Jobs
a: According to the passage on AR maintenance systems, what must these systems be so they can be applied in routine and ad hoc maintenance activities?
b: Carry on the passage on AR maintenance systems from the point where it stops.
─── Excerpted passage
Although significant efforts have been devoted to applying AR technology to equipment maintenance, no single AR system has yet been proven to be well accepted by the industry as a solution to the maintenance tasks [27]. An important issue that has generally been neglected is the provision of context relevant information to the users and the real-time authoring and updating of this information. In real maintenance scenarios, there can be many maintenance operators with varying levels of expertise who are carrying out different maintenance tasks, and these users may need totally different information. Thus, AR maintenance systems have to be context-aware, i.e., providing information that will be useful for each particular user by analyzing his contexts in order that these systems can be applied in routine and ad hoc maintenance activities. In addition, the authoring of context-adaptable AR contents, which is essential for developing context-aware AR services, has yet to be thoroughly explored. This research fills these gaps through exploring the development of a context-aware AR maintenance system and proposes a low-level authoring approach for constructing context-aware AR contents.
──────
─── Raw records
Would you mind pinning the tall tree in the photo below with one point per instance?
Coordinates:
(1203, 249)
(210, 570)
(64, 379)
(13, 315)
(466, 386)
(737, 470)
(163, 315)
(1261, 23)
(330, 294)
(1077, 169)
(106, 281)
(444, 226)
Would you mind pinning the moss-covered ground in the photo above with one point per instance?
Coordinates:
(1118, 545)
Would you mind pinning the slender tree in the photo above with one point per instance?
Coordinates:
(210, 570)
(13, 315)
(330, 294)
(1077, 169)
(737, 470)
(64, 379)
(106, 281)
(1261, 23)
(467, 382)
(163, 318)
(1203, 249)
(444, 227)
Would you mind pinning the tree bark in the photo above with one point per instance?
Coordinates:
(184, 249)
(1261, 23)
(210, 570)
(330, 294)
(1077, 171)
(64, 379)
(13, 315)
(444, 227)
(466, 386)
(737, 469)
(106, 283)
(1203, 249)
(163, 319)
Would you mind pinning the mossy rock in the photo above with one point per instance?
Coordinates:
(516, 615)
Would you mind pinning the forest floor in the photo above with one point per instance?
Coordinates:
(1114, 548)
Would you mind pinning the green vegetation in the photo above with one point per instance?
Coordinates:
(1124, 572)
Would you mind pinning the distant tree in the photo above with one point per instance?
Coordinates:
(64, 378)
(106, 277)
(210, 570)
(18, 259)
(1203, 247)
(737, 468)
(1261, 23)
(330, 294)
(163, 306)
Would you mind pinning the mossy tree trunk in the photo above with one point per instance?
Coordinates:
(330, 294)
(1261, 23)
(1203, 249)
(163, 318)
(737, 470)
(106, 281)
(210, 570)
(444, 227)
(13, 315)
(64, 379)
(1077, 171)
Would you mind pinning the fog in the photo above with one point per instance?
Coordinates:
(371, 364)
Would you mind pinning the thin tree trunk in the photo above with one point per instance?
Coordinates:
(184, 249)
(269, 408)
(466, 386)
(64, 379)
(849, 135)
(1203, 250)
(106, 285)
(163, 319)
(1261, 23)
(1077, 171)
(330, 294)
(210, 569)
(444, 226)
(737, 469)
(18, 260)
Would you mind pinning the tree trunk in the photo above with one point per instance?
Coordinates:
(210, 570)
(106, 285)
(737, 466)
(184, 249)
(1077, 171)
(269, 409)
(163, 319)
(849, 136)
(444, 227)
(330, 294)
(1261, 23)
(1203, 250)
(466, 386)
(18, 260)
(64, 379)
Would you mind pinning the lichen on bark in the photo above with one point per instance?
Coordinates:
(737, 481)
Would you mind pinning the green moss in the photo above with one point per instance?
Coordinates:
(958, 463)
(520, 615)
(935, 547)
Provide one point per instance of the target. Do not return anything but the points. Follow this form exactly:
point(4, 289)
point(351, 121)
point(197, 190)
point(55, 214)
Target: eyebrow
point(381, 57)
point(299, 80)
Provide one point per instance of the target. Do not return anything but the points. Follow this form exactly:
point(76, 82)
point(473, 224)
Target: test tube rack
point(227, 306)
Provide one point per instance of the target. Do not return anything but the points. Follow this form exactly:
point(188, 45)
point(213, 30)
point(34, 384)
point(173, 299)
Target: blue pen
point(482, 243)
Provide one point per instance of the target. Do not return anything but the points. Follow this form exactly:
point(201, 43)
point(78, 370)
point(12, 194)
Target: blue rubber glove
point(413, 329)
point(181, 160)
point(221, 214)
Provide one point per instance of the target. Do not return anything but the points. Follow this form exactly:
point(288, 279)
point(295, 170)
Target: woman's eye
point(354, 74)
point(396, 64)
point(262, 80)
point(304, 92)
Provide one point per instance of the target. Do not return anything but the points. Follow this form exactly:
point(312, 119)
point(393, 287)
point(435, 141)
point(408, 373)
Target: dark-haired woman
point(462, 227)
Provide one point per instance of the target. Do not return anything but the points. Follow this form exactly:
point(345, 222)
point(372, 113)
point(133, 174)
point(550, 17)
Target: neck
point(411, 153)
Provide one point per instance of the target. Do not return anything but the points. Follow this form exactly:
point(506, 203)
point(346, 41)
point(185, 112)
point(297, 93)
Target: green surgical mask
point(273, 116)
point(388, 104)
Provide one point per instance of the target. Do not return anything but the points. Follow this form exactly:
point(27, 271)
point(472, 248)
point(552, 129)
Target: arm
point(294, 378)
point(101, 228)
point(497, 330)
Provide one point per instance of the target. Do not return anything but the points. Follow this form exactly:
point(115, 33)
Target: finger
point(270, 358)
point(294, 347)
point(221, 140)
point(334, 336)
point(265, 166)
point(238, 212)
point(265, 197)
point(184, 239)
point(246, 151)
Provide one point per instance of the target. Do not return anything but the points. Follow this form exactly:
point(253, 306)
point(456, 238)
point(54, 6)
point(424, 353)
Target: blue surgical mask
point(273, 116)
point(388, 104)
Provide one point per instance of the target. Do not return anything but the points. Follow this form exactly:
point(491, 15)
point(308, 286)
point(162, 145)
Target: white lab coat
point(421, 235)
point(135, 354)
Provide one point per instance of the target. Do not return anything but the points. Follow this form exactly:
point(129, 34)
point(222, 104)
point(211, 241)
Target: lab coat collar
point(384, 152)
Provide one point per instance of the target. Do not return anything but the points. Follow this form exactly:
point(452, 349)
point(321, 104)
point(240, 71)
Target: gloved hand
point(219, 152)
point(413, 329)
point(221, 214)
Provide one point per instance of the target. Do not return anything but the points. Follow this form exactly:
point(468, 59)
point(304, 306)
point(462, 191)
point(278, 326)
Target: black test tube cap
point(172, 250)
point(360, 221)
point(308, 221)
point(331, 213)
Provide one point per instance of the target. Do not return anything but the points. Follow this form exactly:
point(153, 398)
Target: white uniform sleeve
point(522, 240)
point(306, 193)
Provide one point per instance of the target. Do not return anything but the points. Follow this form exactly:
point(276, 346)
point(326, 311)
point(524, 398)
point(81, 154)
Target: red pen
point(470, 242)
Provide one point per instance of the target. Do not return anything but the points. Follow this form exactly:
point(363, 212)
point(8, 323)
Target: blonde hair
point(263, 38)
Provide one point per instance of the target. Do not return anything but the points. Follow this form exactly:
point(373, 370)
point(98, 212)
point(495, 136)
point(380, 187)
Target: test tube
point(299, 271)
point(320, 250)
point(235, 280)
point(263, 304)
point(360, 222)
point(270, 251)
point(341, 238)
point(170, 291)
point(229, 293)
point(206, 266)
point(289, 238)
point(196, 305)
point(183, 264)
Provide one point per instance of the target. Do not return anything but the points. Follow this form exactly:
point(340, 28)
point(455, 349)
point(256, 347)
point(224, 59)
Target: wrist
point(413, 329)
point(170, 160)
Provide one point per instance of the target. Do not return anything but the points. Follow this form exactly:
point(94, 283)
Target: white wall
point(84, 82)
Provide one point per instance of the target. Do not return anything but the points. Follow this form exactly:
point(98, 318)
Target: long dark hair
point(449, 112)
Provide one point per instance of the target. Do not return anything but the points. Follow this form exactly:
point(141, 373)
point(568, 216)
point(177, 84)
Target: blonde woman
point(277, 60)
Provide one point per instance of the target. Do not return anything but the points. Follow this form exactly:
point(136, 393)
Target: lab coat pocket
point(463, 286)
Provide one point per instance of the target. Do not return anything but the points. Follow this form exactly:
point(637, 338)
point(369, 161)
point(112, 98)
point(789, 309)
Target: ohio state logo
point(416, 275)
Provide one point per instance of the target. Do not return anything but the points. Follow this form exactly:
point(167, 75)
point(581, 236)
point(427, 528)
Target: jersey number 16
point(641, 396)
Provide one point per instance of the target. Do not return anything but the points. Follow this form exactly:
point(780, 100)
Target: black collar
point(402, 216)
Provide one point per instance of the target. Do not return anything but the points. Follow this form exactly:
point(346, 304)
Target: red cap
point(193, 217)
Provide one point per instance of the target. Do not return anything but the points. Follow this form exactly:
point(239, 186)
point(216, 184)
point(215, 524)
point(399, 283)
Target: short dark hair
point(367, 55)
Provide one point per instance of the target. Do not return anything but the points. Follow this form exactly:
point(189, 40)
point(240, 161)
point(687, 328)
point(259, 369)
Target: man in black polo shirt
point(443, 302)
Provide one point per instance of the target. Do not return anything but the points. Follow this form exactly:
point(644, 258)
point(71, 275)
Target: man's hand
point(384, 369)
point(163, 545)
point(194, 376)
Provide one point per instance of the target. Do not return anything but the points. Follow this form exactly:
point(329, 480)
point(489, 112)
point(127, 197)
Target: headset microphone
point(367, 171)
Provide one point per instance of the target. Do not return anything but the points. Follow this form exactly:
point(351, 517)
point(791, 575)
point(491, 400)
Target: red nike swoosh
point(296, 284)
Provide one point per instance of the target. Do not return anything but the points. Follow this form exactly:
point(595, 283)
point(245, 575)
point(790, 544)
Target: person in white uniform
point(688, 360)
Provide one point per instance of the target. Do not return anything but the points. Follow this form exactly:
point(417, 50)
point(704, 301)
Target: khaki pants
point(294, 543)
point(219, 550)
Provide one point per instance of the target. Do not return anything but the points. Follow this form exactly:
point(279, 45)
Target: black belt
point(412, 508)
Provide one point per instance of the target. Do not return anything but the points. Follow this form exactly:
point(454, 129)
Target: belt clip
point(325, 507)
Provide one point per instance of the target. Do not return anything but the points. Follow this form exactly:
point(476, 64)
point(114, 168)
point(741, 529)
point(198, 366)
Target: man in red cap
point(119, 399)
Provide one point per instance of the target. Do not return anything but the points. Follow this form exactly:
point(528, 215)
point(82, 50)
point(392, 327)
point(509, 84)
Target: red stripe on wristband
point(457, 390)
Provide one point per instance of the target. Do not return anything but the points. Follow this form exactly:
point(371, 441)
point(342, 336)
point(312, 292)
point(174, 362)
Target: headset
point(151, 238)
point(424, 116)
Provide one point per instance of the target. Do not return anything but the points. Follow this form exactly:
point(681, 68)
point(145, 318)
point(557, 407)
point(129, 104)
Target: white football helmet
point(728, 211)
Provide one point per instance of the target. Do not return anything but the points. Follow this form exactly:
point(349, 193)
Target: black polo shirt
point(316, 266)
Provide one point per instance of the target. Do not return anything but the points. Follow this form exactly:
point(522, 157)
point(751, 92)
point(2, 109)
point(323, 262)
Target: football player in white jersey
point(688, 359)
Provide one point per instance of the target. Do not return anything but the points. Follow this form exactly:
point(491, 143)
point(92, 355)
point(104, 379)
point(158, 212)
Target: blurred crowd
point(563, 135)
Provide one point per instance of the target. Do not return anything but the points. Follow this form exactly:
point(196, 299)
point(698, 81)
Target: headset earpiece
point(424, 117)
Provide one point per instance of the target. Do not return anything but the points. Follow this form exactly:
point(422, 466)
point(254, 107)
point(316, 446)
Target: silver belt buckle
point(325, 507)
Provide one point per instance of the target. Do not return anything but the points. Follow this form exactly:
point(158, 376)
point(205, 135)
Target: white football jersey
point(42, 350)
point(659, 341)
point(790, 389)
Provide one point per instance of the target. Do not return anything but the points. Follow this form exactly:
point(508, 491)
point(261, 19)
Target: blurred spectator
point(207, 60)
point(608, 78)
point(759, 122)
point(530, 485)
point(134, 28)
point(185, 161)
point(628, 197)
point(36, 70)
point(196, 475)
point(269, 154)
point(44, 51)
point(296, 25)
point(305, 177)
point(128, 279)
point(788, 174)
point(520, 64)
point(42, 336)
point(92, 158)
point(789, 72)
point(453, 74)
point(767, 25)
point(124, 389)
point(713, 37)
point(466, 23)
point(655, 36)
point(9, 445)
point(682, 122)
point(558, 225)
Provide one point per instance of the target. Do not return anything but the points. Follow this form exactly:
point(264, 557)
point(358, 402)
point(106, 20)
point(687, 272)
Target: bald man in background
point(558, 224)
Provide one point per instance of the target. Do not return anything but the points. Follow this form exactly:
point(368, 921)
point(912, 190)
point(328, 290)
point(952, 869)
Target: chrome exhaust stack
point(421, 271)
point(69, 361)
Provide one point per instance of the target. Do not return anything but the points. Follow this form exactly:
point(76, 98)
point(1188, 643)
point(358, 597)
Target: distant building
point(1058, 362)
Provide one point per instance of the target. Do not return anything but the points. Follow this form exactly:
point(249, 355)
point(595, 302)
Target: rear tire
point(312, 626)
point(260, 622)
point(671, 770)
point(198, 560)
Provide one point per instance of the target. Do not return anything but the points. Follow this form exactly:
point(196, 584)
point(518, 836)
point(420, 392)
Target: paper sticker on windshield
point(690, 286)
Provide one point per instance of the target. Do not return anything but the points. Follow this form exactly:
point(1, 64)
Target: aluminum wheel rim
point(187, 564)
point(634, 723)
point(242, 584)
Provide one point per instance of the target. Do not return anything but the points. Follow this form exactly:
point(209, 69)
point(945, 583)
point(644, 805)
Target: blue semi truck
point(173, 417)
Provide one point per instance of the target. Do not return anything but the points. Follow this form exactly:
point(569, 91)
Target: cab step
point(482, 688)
──────
Answers per task
a: They must be context-aware.

b:
3 System overview

The proposed system consists of five modules, namely, Context Collection (CC) module, Context Management (CM) module, AR-based Visualization (ARV) module, and Virtual Content (VC) module, and Information Instance (II) module (Fig. 1). The CC module interfaces with the users and data sources, e.g., web servers and sensors, and interprets the collected raw data to form the low-level contexts. The CM module updates the collected low-level contexts in the context knowledge base, derives the high-level contexts, and processes the context knowledge queries from the ARV module. The VC module stores the virtual content that can be rendered in the AR environment, including texts, images, and CAD models. These virtual objects are authored as information instances that can be adapted to the contexts and stored in the II module (Sect. 3.1). The ARV module adapts the authored information instances to the contexts provided by the CM module and renders context relevant information virtually to the user. Details of each module will be described accordingly.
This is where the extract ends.